(Beginning of Material provided)
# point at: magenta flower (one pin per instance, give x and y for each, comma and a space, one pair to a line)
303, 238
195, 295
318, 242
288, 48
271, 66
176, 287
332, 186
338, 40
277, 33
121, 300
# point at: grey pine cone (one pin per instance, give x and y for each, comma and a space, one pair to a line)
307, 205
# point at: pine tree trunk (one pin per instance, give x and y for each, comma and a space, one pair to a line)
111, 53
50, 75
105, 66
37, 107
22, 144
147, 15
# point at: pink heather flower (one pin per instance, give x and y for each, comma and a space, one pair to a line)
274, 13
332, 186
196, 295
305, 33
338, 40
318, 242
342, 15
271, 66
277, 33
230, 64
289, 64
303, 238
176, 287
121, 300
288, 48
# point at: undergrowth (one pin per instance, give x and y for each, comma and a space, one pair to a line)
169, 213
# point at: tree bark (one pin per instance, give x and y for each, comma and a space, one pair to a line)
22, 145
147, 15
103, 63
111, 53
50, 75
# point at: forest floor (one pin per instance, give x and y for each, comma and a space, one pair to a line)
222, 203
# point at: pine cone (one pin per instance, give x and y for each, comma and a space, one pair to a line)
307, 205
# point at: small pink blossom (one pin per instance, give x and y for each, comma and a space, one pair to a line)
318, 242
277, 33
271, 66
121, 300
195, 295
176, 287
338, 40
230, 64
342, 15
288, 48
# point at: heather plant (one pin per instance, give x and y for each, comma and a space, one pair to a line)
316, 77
(End of Material provided)
## Work request
All lines from the one that holds "# point at: small" through the end of the material, both ends included, should be restated exactly.

## Result
# point at: small pink blossom (one pin per instance, give x and y for each, comma and a space, one pair to a line)
318, 242
277, 33
271, 66
121, 300
195, 295
176, 287
338, 40
230, 64
342, 15
288, 48
# point at: heather plant (one pin per instance, give x and y for each, comma and a space, one pair to a line)
316, 77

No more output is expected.